**Task to carry out:** Output, with no changes, the span of lines that opens with the line containing "Shelf-audit task: drop a dot on every instance of the utility" and closes with the last line.
** START Material for the task **
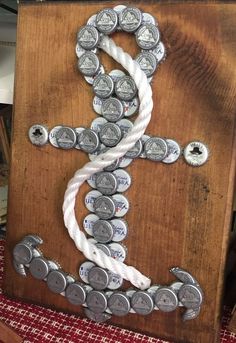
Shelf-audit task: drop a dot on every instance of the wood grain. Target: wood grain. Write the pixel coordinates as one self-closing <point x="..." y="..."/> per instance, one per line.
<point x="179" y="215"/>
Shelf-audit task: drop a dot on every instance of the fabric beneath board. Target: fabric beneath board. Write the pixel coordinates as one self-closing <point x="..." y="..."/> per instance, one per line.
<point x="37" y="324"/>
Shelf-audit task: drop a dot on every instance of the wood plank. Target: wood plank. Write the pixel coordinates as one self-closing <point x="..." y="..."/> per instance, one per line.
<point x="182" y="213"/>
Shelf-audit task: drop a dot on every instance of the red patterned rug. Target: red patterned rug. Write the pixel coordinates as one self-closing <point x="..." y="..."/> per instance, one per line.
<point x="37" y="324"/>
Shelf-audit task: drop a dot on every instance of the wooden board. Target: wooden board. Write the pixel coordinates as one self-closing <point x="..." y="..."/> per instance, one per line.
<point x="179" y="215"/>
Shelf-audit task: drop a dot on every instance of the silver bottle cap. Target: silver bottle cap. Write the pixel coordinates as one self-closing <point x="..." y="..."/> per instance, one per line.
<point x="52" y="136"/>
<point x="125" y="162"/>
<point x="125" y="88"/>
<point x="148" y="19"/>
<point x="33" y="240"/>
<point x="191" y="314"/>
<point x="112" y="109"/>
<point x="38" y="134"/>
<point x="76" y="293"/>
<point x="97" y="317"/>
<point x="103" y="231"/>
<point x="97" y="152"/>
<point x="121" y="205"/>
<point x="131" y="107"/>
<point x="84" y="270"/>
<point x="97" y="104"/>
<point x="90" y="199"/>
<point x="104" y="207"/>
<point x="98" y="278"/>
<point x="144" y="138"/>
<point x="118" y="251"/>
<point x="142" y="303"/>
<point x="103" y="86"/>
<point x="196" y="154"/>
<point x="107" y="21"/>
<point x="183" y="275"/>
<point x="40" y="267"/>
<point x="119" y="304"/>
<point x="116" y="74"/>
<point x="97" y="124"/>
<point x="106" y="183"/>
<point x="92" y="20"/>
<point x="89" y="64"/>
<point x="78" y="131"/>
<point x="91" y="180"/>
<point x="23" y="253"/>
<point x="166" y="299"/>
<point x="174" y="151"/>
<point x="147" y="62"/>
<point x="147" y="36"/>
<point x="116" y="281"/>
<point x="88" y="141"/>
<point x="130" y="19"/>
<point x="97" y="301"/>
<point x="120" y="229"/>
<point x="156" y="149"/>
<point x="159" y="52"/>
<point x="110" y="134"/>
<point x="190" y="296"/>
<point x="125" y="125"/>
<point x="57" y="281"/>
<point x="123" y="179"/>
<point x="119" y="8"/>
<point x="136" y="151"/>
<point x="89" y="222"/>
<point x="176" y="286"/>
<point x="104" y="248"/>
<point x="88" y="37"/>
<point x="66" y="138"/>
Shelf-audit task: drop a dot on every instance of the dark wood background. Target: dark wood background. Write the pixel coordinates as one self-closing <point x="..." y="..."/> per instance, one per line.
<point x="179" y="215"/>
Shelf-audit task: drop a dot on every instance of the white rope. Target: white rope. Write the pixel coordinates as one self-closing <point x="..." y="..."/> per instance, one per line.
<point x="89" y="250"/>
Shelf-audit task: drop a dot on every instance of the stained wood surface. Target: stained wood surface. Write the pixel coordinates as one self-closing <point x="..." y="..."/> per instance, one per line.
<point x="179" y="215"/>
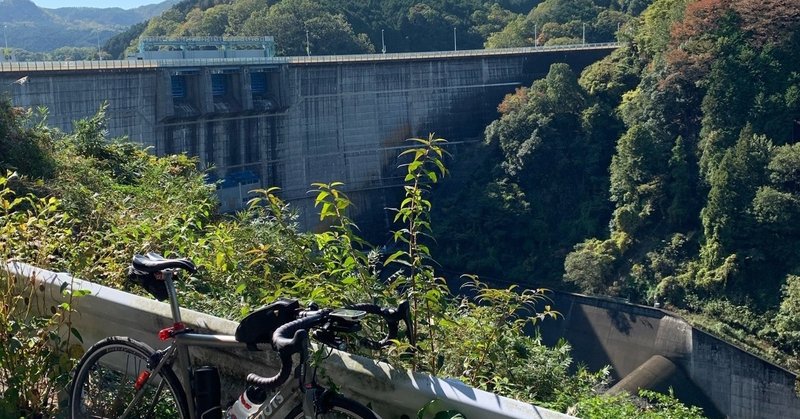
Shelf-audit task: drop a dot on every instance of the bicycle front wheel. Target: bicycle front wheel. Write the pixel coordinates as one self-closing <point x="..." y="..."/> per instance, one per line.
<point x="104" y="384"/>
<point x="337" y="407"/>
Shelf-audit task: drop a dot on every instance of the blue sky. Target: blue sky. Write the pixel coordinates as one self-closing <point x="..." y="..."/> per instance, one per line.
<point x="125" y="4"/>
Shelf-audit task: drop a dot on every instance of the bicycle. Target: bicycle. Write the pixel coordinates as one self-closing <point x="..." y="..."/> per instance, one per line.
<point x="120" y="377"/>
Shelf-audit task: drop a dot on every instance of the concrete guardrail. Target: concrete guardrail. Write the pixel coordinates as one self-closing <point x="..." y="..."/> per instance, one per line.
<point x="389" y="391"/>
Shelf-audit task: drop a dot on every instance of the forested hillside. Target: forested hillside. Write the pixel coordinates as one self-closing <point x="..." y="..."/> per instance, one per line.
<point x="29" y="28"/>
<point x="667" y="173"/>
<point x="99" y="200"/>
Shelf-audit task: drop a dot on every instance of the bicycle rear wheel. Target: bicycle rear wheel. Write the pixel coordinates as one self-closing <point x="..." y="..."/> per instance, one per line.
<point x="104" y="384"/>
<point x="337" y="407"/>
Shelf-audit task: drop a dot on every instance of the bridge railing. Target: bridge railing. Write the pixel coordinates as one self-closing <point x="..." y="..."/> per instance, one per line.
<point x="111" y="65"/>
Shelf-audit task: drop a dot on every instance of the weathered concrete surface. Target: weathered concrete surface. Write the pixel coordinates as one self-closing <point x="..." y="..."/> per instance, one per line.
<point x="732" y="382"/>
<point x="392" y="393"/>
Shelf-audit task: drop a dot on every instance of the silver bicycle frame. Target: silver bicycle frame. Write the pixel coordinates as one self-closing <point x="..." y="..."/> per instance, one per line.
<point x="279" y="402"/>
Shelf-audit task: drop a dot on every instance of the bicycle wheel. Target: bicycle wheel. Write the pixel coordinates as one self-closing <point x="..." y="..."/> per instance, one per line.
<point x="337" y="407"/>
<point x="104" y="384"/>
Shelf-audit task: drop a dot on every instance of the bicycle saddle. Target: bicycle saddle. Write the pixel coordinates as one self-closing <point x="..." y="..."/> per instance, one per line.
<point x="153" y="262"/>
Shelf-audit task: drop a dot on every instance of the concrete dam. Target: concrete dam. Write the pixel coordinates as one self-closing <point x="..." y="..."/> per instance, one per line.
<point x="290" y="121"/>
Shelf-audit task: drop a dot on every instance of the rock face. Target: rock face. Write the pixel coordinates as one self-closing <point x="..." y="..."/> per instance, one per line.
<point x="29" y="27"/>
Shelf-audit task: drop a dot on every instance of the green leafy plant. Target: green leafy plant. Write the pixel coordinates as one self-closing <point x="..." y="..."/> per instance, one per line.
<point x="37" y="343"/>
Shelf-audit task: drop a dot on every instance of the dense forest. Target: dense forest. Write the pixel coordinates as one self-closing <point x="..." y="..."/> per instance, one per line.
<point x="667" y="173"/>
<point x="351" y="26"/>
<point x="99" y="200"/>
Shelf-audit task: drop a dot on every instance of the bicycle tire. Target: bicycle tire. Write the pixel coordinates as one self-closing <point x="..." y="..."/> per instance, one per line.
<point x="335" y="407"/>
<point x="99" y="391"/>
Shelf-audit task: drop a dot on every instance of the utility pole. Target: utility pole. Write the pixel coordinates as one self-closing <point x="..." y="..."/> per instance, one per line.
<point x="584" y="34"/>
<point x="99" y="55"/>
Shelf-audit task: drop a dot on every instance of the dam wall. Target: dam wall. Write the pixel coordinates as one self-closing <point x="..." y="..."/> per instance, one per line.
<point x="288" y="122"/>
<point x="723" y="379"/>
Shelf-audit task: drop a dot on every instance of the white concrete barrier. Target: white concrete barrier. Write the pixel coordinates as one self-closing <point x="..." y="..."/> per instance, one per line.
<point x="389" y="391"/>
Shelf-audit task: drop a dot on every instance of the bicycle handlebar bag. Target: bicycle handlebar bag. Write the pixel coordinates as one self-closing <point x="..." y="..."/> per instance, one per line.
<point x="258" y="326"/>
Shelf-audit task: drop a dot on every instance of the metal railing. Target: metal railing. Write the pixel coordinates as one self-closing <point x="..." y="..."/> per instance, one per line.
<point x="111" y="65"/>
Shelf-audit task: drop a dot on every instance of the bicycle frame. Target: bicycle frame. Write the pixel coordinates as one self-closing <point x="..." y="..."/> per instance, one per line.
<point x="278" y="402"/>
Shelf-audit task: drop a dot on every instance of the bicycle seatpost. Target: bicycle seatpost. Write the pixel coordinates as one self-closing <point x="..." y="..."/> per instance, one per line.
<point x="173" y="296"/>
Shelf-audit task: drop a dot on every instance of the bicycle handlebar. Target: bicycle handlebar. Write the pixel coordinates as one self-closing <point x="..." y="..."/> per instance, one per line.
** END Material for the task **
**Written solution:**
Shelf-audit task: drop a dot on every instance of the utility pole. Target: utility pole. Write the pixel coordinates as one self-closing <point x="..." y="..."/> per instance, one per line.
<point x="584" y="34"/>
<point x="99" y="55"/>
Shelf-audit task: drop a dot on every instance of the dam wall. Target: dam wall. Write the pixel coordinates as one self-closing <point x="..." y="..."/> per instance, one per line.
<point x="288" y="122"/>
<point x="723" y="379"/>
Shelf-audit task: drop a dot on every instance of the white concrete barrier. Target: white concrete barrier. Write the pixel coordinates as one self-closing <point x="..." y="..."/> per instance, one per line.
<point x="389" y="391"/>
Shelf-audit task: drop a dot on every instance of the bicycle handlebar bag. Target: bicycle handlebar bag. Write the pixel coordinates as one self-closing <point x="..." y="..."/> per instance, one per line.
<point x="258" y="326"/>
Shelf-audit task: drop a dot on every instance of the metal railing. Target: metal railing. Write the pixel coordinates as one self-closing <point x="..." y="..."/> per instance, one per line.
<point x="111" y="65"/>
Shelf-audit task: drop a dot on every instance of the bicycle frame. Target: bicycle frame. Write the pixel coordinates as one self-closing <point x="..." y="..."/> per instance, one per line.
<point x="278" y="402"/>
Shelf-audit task: drop a dot on every instance of the bicycle seatpost. Target: bicycle seatpost. Write the pixel coordinates as one self-closing <point x="..." y="..."/> per instance, one per line.
<point x="173" y="296"/>
Shelf-audit task: drop a dot on every instance of the bicycle handlebar. Target: bicycle handlebar. Write the pixel coordinates as one self-closing <point x="..." y="..."/> per instance, one per line.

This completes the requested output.